* Task directions
Reproduce exactly, and only, the lines below from the one containing "positive clicks: (177, 160)" through the one containing "positive clicks: (106, 239)".

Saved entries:

════════════════

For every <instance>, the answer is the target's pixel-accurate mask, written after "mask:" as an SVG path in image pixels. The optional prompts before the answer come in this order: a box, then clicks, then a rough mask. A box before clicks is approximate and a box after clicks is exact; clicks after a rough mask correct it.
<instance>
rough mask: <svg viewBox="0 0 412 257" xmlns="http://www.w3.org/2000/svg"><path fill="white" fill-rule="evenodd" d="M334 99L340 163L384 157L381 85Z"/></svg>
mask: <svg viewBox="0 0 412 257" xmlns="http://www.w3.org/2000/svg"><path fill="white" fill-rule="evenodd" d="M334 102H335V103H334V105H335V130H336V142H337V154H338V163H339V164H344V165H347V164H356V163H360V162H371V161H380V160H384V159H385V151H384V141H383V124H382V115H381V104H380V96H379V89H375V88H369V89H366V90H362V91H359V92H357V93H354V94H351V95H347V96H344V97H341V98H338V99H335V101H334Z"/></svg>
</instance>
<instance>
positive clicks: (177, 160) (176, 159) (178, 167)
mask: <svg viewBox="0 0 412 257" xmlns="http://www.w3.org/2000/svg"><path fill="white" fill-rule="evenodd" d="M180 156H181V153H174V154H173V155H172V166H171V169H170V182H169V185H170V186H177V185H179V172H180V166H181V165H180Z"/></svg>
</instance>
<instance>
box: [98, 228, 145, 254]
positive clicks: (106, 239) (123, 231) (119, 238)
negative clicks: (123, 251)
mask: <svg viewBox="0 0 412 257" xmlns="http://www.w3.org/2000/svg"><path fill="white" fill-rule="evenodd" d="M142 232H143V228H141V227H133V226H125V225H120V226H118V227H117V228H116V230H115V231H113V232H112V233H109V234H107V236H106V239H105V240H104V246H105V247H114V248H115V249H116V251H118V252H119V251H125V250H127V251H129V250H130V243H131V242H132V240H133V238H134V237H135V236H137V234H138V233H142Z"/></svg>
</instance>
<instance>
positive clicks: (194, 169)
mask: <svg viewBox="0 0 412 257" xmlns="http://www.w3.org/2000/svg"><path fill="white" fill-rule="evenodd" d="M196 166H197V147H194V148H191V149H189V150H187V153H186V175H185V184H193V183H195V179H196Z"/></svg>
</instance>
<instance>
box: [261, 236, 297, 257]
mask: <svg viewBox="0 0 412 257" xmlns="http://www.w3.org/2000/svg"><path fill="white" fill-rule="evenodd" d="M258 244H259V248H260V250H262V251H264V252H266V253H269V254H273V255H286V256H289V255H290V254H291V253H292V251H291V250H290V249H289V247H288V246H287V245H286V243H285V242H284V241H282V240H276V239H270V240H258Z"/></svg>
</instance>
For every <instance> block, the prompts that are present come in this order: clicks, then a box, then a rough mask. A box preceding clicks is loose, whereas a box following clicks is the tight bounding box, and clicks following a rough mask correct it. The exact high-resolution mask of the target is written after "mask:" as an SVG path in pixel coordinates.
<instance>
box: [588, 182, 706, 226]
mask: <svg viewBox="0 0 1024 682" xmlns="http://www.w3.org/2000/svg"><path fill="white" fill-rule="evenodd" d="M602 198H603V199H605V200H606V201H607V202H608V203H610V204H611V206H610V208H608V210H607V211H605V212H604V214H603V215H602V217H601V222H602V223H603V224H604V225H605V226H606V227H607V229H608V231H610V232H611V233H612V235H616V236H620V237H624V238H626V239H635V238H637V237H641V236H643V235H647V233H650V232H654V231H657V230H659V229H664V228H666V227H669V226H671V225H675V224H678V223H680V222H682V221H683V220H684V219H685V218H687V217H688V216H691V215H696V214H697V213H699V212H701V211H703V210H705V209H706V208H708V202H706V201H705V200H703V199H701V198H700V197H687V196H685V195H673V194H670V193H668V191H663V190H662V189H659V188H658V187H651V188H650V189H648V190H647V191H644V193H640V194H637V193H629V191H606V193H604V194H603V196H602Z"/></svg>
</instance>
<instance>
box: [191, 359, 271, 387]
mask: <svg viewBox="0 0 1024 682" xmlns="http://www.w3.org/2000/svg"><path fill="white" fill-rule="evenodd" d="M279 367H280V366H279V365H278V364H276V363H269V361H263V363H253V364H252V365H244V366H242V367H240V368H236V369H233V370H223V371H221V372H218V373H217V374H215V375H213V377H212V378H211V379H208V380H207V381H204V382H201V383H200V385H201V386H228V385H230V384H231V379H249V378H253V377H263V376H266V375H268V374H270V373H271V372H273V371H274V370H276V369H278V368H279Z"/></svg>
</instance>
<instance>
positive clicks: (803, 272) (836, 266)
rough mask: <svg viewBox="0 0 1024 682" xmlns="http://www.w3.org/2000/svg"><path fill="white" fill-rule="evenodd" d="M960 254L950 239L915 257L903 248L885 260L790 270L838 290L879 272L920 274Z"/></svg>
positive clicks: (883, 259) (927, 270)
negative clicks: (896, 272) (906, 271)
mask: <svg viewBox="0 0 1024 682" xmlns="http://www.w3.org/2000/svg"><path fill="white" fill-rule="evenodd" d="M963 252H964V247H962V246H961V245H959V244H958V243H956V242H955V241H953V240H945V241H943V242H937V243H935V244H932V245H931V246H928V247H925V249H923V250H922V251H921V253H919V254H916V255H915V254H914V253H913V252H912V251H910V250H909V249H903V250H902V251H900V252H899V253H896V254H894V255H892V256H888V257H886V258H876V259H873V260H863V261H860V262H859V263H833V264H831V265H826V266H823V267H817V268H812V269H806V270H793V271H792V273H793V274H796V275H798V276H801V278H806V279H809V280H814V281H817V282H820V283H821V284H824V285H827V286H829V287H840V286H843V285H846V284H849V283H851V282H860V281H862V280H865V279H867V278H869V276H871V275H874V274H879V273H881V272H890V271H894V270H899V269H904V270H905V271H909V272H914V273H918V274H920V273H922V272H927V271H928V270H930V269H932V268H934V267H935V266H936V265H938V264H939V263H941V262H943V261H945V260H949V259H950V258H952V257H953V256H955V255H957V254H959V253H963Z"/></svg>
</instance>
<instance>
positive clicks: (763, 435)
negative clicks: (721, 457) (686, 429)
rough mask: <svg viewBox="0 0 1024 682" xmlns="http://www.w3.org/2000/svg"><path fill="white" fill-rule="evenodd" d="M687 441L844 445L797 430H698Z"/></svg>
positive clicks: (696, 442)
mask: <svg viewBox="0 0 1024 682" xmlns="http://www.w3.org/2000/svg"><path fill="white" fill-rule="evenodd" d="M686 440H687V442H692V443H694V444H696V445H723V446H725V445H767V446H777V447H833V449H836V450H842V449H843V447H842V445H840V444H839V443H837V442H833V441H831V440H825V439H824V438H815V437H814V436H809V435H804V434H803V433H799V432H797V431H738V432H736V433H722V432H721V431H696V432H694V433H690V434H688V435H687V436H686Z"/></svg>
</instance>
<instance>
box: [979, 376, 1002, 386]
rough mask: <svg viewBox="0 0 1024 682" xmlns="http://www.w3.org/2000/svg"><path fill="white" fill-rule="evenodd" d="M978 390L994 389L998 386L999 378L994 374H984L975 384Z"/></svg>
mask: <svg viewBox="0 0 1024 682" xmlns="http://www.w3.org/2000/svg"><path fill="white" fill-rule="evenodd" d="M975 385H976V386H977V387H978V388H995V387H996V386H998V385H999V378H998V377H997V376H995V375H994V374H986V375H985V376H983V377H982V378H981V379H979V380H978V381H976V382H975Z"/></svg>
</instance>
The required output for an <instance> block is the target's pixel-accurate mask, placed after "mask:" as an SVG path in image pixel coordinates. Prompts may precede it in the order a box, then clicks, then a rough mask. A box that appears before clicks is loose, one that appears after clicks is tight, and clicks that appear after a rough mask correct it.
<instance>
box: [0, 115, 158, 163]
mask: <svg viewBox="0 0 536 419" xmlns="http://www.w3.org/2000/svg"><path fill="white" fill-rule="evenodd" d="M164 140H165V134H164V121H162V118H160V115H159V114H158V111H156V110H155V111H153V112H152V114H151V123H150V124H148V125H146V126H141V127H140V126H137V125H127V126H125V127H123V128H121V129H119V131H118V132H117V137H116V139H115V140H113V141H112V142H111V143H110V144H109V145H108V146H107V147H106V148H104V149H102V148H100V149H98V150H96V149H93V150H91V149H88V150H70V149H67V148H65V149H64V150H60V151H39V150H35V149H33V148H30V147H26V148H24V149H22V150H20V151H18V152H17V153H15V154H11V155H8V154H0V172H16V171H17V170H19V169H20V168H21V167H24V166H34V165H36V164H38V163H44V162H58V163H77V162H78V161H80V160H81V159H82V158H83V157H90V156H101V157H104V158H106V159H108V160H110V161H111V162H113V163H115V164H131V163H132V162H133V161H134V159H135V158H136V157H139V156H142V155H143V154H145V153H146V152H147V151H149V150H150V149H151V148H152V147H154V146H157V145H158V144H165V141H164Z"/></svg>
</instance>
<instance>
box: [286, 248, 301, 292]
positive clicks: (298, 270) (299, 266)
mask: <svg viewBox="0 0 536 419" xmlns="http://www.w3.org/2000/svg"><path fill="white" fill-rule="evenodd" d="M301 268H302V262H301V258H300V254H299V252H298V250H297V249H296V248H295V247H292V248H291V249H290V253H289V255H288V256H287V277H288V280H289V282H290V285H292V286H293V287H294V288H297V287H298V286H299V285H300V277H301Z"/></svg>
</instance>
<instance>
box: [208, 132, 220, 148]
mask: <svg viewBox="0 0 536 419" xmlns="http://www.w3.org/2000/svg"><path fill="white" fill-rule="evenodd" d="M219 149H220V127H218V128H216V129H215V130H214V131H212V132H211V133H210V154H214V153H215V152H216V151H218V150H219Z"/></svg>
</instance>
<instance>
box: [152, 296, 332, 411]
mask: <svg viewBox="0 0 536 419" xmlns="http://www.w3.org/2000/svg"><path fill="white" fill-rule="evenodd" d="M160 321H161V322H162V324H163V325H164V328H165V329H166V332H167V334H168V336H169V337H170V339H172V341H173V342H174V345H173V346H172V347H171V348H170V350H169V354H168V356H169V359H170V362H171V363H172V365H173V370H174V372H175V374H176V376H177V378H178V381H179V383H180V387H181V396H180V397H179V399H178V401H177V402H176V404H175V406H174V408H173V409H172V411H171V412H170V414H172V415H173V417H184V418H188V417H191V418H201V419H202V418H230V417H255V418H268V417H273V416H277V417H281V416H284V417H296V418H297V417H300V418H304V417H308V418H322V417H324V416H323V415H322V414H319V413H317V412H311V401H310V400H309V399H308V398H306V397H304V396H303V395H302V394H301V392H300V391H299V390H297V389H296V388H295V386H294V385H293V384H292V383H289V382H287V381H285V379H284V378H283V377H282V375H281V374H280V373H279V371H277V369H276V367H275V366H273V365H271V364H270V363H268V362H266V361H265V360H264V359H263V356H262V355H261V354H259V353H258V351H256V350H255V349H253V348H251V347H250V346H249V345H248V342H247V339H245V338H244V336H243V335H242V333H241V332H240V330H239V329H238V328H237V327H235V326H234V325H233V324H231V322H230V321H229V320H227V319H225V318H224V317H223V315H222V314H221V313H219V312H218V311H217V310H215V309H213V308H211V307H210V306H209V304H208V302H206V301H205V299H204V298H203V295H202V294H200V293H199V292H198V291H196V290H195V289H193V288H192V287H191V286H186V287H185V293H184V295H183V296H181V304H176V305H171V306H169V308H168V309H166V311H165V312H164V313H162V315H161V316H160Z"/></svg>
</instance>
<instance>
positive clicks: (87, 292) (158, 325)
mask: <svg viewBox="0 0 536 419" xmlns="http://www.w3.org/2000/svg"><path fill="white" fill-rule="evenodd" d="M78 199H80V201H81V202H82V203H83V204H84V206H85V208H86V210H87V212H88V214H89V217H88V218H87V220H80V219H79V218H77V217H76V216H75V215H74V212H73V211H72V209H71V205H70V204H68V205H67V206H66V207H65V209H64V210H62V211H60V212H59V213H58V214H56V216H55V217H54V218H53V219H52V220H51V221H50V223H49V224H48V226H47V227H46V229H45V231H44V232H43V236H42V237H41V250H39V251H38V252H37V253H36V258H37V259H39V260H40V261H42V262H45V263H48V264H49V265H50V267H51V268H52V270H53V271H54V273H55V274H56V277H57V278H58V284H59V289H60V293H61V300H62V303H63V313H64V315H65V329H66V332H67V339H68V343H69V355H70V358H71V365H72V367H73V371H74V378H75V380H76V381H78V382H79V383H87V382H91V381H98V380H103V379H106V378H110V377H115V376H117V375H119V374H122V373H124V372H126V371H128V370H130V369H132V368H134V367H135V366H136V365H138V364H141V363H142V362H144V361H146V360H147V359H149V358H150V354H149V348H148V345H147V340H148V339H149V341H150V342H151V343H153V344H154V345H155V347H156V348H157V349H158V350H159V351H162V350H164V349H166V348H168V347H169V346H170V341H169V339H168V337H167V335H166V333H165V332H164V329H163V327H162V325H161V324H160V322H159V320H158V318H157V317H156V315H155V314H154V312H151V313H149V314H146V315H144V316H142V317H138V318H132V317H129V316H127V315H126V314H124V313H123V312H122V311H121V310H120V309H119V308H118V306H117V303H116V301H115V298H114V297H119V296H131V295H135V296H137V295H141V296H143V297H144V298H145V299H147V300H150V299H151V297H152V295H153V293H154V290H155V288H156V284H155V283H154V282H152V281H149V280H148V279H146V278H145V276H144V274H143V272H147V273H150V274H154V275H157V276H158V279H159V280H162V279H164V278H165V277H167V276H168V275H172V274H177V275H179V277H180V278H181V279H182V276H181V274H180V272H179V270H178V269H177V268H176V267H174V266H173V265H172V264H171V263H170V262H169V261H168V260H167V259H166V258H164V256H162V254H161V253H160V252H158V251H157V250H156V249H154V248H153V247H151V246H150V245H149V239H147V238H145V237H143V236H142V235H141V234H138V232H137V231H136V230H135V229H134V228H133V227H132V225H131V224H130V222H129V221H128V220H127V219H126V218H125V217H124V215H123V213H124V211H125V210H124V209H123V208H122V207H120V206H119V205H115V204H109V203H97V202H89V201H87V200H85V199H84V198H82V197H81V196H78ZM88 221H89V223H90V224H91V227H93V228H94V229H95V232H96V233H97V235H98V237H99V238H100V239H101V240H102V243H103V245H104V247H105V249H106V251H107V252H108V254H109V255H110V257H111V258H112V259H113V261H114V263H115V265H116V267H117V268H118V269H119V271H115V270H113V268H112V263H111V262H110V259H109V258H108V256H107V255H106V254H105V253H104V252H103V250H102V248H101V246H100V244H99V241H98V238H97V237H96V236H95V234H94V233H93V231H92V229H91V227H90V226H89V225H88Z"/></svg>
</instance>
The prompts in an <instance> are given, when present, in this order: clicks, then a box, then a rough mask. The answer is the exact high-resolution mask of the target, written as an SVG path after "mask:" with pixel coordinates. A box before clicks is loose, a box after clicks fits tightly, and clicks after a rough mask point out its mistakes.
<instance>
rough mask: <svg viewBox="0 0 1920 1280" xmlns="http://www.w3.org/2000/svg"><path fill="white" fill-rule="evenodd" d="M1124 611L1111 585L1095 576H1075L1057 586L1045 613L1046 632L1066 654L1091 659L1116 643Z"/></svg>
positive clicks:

════════════════

* Exercise answer
positive clicks: (177, 160) (176, 159) (178, 167)
mask: <svg viewBox="0 0 412 257" xmlns="http://www.w3.org/2000/svg"><path fill="white" fill-rule="evenodd" d="M180 156H181V153H174V154H173V155H172V166H171V169H170V182H169V185H170V186H177V185H179V172H180V166H181V165H180Z"/></svg>
</instance>
<instance>
box: [98, 228, 145, 254]
positive clicks: (106, 239) (123, 231) (119, 238)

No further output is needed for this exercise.